**Problem**. Display each line of the records containing the string "that", treating uppercase and lowercase letters as distinct.

**Information**.
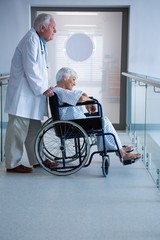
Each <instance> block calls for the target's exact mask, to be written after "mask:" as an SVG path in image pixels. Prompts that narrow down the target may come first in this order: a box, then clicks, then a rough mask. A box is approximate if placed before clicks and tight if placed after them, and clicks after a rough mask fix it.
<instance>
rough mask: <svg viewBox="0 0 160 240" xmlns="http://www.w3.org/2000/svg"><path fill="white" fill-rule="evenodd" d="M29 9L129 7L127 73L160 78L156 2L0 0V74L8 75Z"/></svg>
mask: <svg viewBox="0 0 160 240" xmlns="http://www.w3.org/2000/svg"><path fill="white" fill-rule="evenodd" d="M31 6H63V7H64V6H66V7H68V6H86V7H87V6H92V7H93V6H97V7H103V6H105V7H113V6H120V7H123V6H130V23H129V53H128V54H129V55H128V70H129V71H131V72H137V73H141V74H144V75H150V76H153V77H158V78H160V67H159V66H160V48H159V43H160V31H157V25H158V23H159V22H160V14H159V9H160V1H159V0H154V1H150V0H98V1H97V0H77V1H76V3H75V0H67V3H66V0H45V1H44V0H14V1H13V0H0V16H1V22H0V29H1V37H0V53H1V58H0V73H8V72H9V69H10V61H11V58H12V55H13V53H14V49H15V47H16V45H17V43H18V42H19V40H20V39H21V37H22V36H23V35H24V34H25V33H26V31H27V30H28V29H29V28H30V7H31Z"/></svg>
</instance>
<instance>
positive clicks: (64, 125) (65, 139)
mask: <svg viewBox="0 0 160 240" xmlns="http://www.w3.org/2000/svg"><path fill="white" fill-rule="evenodd" d="M89 154H90V142H89V139H88V135H87V133H86V132H85V130H84V129H83V128H82V127H80V126H79V125H78V124H76V123H74V122H71V121H56V122H53V121H49V123H48V124H45V125H44V126H43V127H42V129H41V130H40V131H39V133H38V135H37V138H36V141H35V155H36V158H37V161H38V162H39V163H40V165H41V166H42V167H43V168H44V169H45V170H46V171H48V172H49V173H52V174H55V175H59V176H66V175H70V174H73V173H75V172H77V171H79V170H80V169H81V168H82V167H83V166H84V165H85V163H86V162H87V160H88V157H89ZM46 159H48V160H50V161H51V162H53V163H55V164H54V165H55V166H54V167H47V166H46V165H45V160H46Z"/></svg>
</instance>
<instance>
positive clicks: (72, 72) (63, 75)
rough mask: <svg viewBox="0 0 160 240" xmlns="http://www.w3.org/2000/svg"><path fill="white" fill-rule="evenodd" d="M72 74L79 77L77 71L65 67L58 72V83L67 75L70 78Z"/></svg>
mask: <svg viewBox="0 0 160 240" xmlns="http://www.w3.org/2000/svg"><path fill="white" fill-rule="evenodd" d="M71 76H74V77H76V78H77V73H76V72H75V71H74V70H73V69H71V68H68V67H63V68H61V69H60V70H59V71H58V72H57V74H56V82H57V83H58V82H60V81H61V80H63V79H64V78H65V77H67V78H69V77H71Z"/></svg>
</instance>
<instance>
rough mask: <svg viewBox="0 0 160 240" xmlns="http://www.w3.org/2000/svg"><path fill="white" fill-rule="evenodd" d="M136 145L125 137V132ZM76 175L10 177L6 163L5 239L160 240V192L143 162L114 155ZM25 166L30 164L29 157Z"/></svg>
mask: <svg viewBox="0 0 160 240" xmlns="http://www.w3.org/2000/svg"><path fill="white" fill-rule="evenodd" d="M119 135H120V138H121V140H122V142H123V143H124V144H130V139H129V138H128V137H127V136H126V134H125V133H119ZM110 158H111V166H110V171H109V175H108V176H107V177H106V178H104V177H103V176H102V170H101V160H100V159H99V158H98V157H95V158H94V160H93V161H92V163H91V165H90V166H89V167H87V168H83V169H81V170H80V171H79V172H77V173H76V174H74V175H70V176H67V177H57V176H54V175H51V174H49V173H47V172H45V171H44V170H43V169H41V168H39V169H34V170H33V172H32V173H30V174H15V173H6V172H5V168H4V163H2V164H1V165H0V239H1V240H29V239H31V240H32V239H33V240H53V239H54V240H135V239H136V240H142V239H146V240H159V239H160V228H159V223H160V207H159V206H160V192H159V190H158V189H157V188H156V185H155V182H154V181H153V179H152V177H151V176H150V174H149V172H148V171H147V170H146V168H145V167H144V163H143V162H142V161H141V160H140V161H138V162H136V163H135V164H132V165H127V166H123V165H122V164H121V163H120V162H119V159H118V158H117V157H116V156H115V155H114V154H111V155H110ZM23 162H24V163H25V164H26V165H28V162H27V160H26V157H25V156H24V159H23Z"/></svg>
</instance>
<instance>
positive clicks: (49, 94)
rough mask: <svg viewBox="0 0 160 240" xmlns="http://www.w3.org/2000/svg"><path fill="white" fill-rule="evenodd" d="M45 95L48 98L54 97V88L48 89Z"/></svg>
mask: <svg viewBox="0 0 160 240" xmlns="http://www.w3.org/2000/svg"><path fill="white" fill-rule="evenodd" d="M43 95H45V96H46V97H52V96H53V95H54V92H53V87H50V88H49V89H47V90H46V91H45V92H44V93H43Z"/></svg>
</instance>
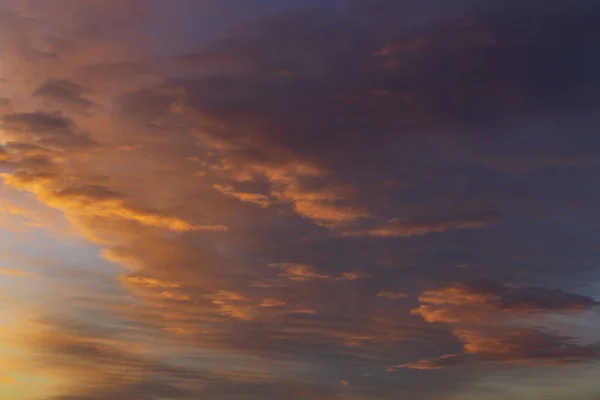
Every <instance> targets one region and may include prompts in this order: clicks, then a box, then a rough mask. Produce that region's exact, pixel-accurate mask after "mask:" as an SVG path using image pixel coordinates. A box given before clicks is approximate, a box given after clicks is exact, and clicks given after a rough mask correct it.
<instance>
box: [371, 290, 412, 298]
mask: <svg viewBox="0 0 600 400" xmlns="http://www.w3.org/2000/svg"><path fill="white" fill-rule="evenodd" d="M377 296H379V297H384V298H386V299H390V300H398V299H407V298H408V297H409V296H408V295H407V294H406V293H394V292H388V291H387V290H382V291H380V292H379V293H377Z"/></svg>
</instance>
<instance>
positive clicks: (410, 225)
mask: <svg viewBox="0 0 600 400" xmlns="http://www.w3.org/2000/svg"><path fill="white" fill-rule="evenodd" d="M488 223H489V221H486V220H465V221H461V220H456V221H431V222H409V221H403V220H401V219H392V220H390V221H389V223H388V224H387V225H384V226H381V227H378V228H373V229H367V230H363V231H356V232H345V233H344V235H345V236H375V237H410V236H419V235H427V234H430V233H440V232H445V231H448V230H451V229H476V228H482V227H484V226H486V225H487V224H488Z"/></svg>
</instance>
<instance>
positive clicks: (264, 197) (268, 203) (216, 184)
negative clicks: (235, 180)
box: [213, 184, 269, 207]
mask: <svg viewBox="0 0 600 400" xmlns="http://www.w3.org/2000/svg"><path fill="white" fill-rule="evenodd" d="M213 188H215V190H217V191H218V192H220V193H223V194H224V195H227V196H232V197H235V198H237V199H239V200H241V201H243V202H246V203H254V204H258V205H259V206H261V207H268V206H269V198H268V197H267V196H265V195H262V194H260V193H246V192H237V191H235V189H234V188H233V186H229V185H217V184H215V185H213Z"/></svg>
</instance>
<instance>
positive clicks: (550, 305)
mask: <svg viewBox="0 0 600 400" xmlns="http://www.w3.org/2000/svg"><path fill="white" fill-rule="evenodd" d="M419 301H420V302H421V303H423V305H421V306H420V307H419V308H418V309H415V310H413V313H415V314H418V315H421V316H422V317H423V318H425V319H426V320H427V321H429V322H458V321H463V320H469V319H473V320H477V319H481V318H485V317H486V316H487V315H489V314H494V313H496V314H509V315H523V314H525V315H527V314H539V313H552V312H582V311H585V310H589V309H591V308H593V307H595V306H597V305H598V302H597V301H595V300H594V299H592V298H590V297H586V296H581V295H578V294H573V293H568V292H564V291H562V290H560V289H549V288H544V287H518V288H510V287H507V286H503V285H501V284H498V283H495V282H490V281H479V282H470V283H463V282H458V283H452V284H449V285H447V286H445V287H442V288H440V289H437V290H431V291H426V292H424V293H423V294H421V295H420V296H419Z"/></svg>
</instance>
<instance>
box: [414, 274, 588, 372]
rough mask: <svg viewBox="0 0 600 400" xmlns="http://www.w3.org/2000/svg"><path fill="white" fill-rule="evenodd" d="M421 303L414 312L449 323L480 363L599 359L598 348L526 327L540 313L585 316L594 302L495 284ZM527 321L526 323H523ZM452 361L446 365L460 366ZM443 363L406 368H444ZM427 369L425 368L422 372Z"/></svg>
mask: <svg viewBox="0 0 600 400" xmlns="http://www.w3.org/2000/svg"><path fill="white" fill-rule="evenodd" d="M419 301H420V302H421V303H423V305H421V306H420V307H419V308H417V309H414V310H412V313H413V314H416V315H420V316H421V317H423V318H424V319H425V320H426V321H428V322H430V323H443V324H447V325H448V326H449V327H450V329H451V330H452V331H453V333H454V335H455V336H456V338H457V339H458V340H459V341H460V342H461V343H462V346H463V349H464V352H465V354H467V355H469V356H473V357H474V358H475V359H477V360H480V361H498V362H509V363H544V364H553V365H562V364H571V363H576V362H583V361H589V360H594V359H597V358H598V357H599V356H600V351H599V350H600V348H599V347H598V344H579V343H577V341H576V340H575V339H574V338H571V337H568V336H564V335H559V334H556V333H553V332H549V331H547V330H545V329H543V328H540V327H538V326H530V327H527V326H526V327H519V325H523V323H525V325H527V323H526V322H527V319H526V317H528V316H531V315H534V314H541V313H575V312H584V311H586V310H590V309H592V308H593V307H595V306H597V304H598V302H596V301H595V300H593V299H591V298H589V297H586V296H581V295H577V294H573V293H568V292H564V291H562V290H558V289H547V288H541V287H522V288H510V287H507V286H504V285H501V284H498V283H496V282H491V281H479V282H471V283H453V284H449V285H447V286H444V287H442V288H440V289H436V290H431V291H425V292H424V293H423V294H421V295H420V296H419ZM524 318H525V321H523V319H524ZM462 360H463V359H462V358H460V357H459V358H452V359H451V360H450V363H449V364H448V365H453V364H454V361H456V363H462ZM443 361H444V359H442V358H440V359H437V360H425V361H422V362H418V363H414V364H406V366H404V367H407V368H412V367H413V366H415V367H419V366H420V365H424V366H429V365H432V364H433V365H437V366H438V367H439V368H441V367H443V366H445V365H443ZM423 369H425V368H423Z"/></svg>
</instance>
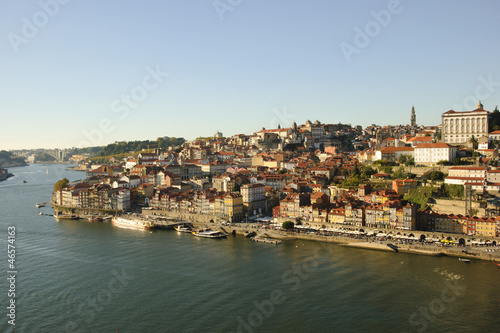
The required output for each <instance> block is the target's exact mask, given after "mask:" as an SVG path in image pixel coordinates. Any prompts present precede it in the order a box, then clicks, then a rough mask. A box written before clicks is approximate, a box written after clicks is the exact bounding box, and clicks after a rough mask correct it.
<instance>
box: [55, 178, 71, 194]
mask: <svg viewBox="0 0 500 333" xmlns="http://www.w3.org/2000/svg"><path fill="white" fill-rule="evenodd" d="M68 184H69V180H68V178H63V179H61V180H58V181H57V182H56V183H55V184H54V191H60V190H62V189H63V188H65V187H66V186H67V185H68Z"/></svg>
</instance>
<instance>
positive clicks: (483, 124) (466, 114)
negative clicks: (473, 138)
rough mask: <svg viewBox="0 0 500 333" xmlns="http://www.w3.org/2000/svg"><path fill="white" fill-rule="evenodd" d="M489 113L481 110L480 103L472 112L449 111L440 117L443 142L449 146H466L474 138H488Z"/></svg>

**Solution to the exercise**.
Each <instance> block calls for the target's exact mask, to be written after "mask:" as an SVG path in image pixels. Prompts that narrow down the target may come first in this order: a box, then clicks, then a rough mask. A box is approximate if placed before clicks and tight if placed after them, and clicks after a rough mask fix it.
Every <instance> targets one region and may include prompts in this order: clicks, then a box, then a rough mask. Produce that region's exact, pixel-accurate mask after "mask:" as an SVG path using image pixel coordinates. A box given before clicks is approximate, a box given after clicks is exact, and clicks given after a rough mask correct it.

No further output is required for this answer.